Exercise aim:
Reproduce word for word, from the entries below, the line with "mark: the innermost point of each instance of the sandy", the line with "mark: the innermost point of each instance of the tree", and every line between them, and nothing more.

Provided records:
------------------------------------------------------------

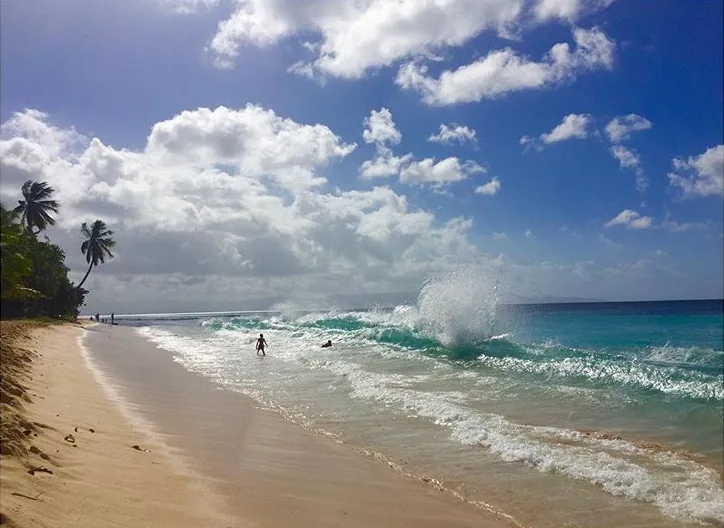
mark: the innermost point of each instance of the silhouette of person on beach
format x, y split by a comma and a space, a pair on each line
260, 344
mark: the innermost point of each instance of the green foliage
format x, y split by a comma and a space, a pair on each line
37, 206
97, 245
34, 279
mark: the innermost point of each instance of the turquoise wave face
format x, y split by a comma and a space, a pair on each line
672, 355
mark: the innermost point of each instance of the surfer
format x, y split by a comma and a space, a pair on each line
260, 344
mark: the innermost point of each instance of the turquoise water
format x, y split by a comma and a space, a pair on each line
578, 408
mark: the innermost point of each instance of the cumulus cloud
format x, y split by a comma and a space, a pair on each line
489, 189
380, 129
620, 128
350, 38
682, 227
385, 164
631, 219
188, 7
629, 159
208, 224
573, 126
701, 175
236, 194
355, 37
567, 9
626, 157
452, 133
444, 171
504, 71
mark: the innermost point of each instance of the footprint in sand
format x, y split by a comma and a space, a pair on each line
39, 469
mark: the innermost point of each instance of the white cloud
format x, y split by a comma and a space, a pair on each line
626, 157
444, 171
355, 36
631, 219
350, 38
701, 175
489, 189
567, 9
202, 222
620, 128
683, 227
453, 133
206, 198
384, 165
573, 126
188, 7
255, 140
603, 239
504, 71
380, 129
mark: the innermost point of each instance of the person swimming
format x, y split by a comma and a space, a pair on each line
260, 344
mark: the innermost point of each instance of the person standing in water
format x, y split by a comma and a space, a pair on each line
260, 344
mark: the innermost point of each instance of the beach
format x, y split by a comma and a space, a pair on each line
112, 441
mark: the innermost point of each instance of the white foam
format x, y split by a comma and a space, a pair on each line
680, 488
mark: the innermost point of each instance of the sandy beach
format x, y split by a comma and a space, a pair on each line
114, 433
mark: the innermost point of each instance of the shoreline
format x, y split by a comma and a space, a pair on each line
205, 456
80, 455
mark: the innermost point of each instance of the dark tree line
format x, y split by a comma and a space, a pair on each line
33, 276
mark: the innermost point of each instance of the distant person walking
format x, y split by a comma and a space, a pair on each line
260, 344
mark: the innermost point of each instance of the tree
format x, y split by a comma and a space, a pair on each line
15, 265
97, 245
37, 206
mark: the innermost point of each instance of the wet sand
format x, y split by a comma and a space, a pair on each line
204, 456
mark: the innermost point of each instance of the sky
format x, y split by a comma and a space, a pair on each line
247, 152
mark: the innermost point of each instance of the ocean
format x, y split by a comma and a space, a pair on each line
587, 414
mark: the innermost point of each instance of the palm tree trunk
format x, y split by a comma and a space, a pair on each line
86, 276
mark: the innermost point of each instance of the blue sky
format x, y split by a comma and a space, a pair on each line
112, 70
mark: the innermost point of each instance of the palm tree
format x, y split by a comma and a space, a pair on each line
97, 245
37, 206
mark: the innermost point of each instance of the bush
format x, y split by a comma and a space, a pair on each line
33, 276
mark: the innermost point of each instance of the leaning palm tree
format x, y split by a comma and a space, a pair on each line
97, 245
36, 206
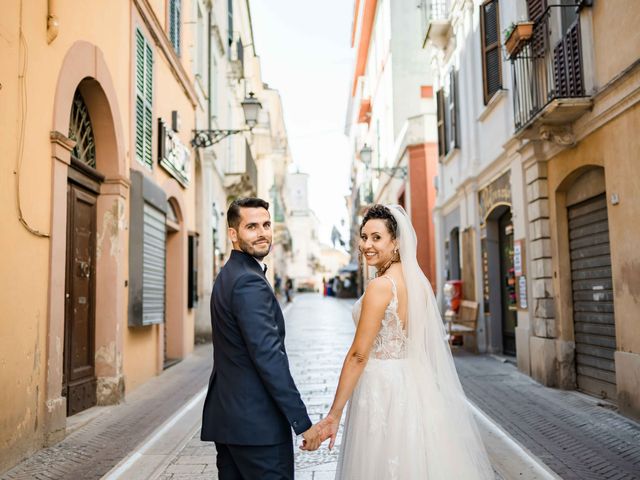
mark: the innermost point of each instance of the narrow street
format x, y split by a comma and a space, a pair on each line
531, 432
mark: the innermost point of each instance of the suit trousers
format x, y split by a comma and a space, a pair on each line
248, 462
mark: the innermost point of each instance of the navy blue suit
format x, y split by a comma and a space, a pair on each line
252, 402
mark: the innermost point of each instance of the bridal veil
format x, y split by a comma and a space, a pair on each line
451, 441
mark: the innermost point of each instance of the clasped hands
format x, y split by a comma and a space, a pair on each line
327, 428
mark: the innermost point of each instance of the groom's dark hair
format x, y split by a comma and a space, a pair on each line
233, 213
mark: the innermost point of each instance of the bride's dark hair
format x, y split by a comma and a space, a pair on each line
380, 212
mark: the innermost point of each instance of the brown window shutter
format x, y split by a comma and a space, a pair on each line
491, 56
567, 69
535, 8
442, 141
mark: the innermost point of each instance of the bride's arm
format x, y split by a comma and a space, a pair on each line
376, 299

------------------------------------------------------------

Your response:
mark: the innermost point of each instance of the sandy beach
format x, y split by a comma and a space, a pair on each line
114, 433
mark: the innermost point of each instance of the shoreline
format x, y split by a comma and a space, a pair on each line
205, 456
80, 455
mark: the innermost point of each instance of the dark tree line
format x, y split by a comma and a space, a pair on each line
33, 276
mark: the innermost point of each instance of the distant person walking
format x, y split by a comma and a space, a pair on each line
260, 344
mark: the innermost point of each instance of the tree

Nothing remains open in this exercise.